*Problem*:
Repeat the full listing, word for word.

*Dataset entries*:
◆ ◆ ◆ ◆ ◆
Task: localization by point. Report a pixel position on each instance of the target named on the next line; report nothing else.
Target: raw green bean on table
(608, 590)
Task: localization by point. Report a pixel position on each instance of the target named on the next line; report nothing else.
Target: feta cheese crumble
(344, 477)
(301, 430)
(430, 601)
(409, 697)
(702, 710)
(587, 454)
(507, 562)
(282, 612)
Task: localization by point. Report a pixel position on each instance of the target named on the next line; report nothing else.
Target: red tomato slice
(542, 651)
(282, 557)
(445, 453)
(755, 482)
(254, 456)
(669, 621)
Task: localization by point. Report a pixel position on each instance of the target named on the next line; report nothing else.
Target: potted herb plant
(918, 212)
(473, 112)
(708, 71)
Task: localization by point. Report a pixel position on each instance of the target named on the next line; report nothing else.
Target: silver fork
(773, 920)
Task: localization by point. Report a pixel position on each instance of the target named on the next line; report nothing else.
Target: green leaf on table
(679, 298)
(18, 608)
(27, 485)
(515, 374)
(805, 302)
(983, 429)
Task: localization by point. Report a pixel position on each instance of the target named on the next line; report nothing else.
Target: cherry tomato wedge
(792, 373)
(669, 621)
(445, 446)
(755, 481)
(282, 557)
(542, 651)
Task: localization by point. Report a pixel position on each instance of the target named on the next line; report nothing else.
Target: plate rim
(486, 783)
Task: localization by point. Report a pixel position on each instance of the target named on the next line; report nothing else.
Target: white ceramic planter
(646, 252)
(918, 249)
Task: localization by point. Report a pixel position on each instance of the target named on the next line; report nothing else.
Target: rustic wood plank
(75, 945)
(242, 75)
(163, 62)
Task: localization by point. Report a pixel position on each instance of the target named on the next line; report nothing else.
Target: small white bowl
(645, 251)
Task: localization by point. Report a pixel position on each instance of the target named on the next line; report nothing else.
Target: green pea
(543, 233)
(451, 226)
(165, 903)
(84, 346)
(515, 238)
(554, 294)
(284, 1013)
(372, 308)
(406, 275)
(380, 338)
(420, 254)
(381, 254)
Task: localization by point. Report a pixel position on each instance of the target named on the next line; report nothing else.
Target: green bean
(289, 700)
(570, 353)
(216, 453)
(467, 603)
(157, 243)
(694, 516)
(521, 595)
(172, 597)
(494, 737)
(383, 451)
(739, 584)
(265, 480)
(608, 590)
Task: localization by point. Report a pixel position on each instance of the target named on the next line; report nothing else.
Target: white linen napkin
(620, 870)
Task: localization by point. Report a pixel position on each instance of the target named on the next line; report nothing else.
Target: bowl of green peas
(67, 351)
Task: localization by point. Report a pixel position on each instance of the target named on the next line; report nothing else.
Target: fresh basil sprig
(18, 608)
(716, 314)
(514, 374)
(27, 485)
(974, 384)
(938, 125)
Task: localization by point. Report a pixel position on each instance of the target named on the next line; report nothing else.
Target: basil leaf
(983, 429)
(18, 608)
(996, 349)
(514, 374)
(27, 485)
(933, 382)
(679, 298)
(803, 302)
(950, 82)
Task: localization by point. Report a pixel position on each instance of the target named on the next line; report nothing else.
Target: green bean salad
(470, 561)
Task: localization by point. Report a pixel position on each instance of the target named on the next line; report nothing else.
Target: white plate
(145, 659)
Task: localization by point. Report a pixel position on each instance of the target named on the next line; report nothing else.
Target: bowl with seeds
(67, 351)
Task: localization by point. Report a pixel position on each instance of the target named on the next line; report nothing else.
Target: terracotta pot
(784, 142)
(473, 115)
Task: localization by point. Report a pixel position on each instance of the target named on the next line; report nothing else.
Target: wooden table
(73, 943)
◆ ◆ ◆ ◆ ◆
*Solution to this task*:
Task: localization by point. Report a pixel position on each instance of the target named on the next line; report nothing else.
Target: raw green bean on table
(608, 590)
Task: localization by point. Report a pixel position on each instance of the target named on the next line; report nothing else.
Target: feta cheese crumble
(344, 477)
(301, 430)
(430, 601)
(409, 697)
(702, 710)
(587, 454)
(507, 562)
(282, 612)
Task: localization by point. Report a pixel position on each instance of the target named on the next line; report nothing else.
Target: red tomato slice
(542, 651)
(282, 557)
(445, 453)
(755, 482)
(254, 456)
(669, 621)
Task: localization by point. Report a pixel position on each instance of the target named on the next line; report nothing else.
Target: potted herb plant
(918, 212)
(473, 112)
(708, 71)
Task: localization by point. Report a pixel position on each instance of the target named on the next line; report nothing else.
Target: silver fork
(773, 920)
Task: localization by point. Report a pixel position on each instance of the target named on the next line; report nothing else.
Target: green leaf on table
(679, 298)
(18, 608)
(27, 485)
(515, 374)
(805, 302)
(983, 429)
Task: localization by point. Report a pixel position on each instance of the target named on the next line; report nothing else.
Target: cherry tomato wedge
(792, 373)
(669, 621)
(445, 446)
(755, 481)
(282, 557)
(542, 651)
Task: localization by point. Report a pixel position on each instance of the target named on the next line; report nothing else.
Target: plate rim
(486, 783)
Task: localization by point. Report a pixel position on each instance of the target named on the next line; report nothing else.
Target: white ceramic planter
(646, 252)
(918, 249)
Task: localization by point. Report a pixel position on each instance of the target named on the next line; report nothing else.
Target: rustic wood plank
(75, 945)
(242, 75)
(163, 62)
Task: localization by point. Report a pixel position on each instance of the target named on the next line; report nothing else.
Target: small white bowl
(645, 251)
Task: localization by point. Report a pixel position on each instance of the target named on the next line; report nothing else.
Target: green pea
(543, 233)
(451, 226)
(165, 903)
(84, 346)
(515, 238)
(554, 294)
(284, 1013)
(372, 308)
(406, 275)
(380, 338)
(420, 254)
(381, 254)
Task: localization by point. Report a pixel position on each instance of the target named on the next line; report nothing else.
Target: green bean
(289, 700)
(570, 353)
(216, 453)
(467, 603)
(157, 243)
(694, 516)
(521, 595)
(172, 597)
(494, 737)
(383, 451)
(739, 584)
(265, 480)
(608, 590)
Task: localization by point. Report a pixel position on each instance of the target named on the next line; report nothing else.
Target: white linen napkin
(620, 870)
Task: localization by point. Report a pixel position on each instance of the target named on the next line; report nothing else.
Target: bowl of green peas
(67, 351)
Task: localization by point. Report a pixel position on each instance of the target named on the next line; report nothing else.
Target: fresh basil sprig
(18, 608)
(716, 314)
(514, 374)
(27, 485)
(974, 384)
(938, 125)
Task: localization by point. Report a pixel position on each instance of the target named on the next line; report nothing else.
Target: basil leaf
(983, 429)
(18, 608)
(996, 349)
(514, 374)
(27, 485)
(933, 382)
(679, 298)
(803, 302)
(950, 82)
Task: localization by point. Report a pixel position on each instance of the target named on the next line; report nothing else.
Target: green bean salad
(470, 561)
Task: localization by point. Report a pixel position on each instance of the target named on the next line; report nothing else.
Target: white plate
(145, 659)
Task: localization by point. Report a pixel position on each instance of the target named on the next line; report nothing else.
Target: bowl with seeds
(67, 351)
Task: localization by point. Report a pixel position on each instance of the target named on the next line; report nothing else.
Target: terracotta pot
(784, 142)
(473, 115)
Task: localization by point. Report a pixel position on each instance of the target named on the next line; report nothing else.
Target: wooden table
(73, 943)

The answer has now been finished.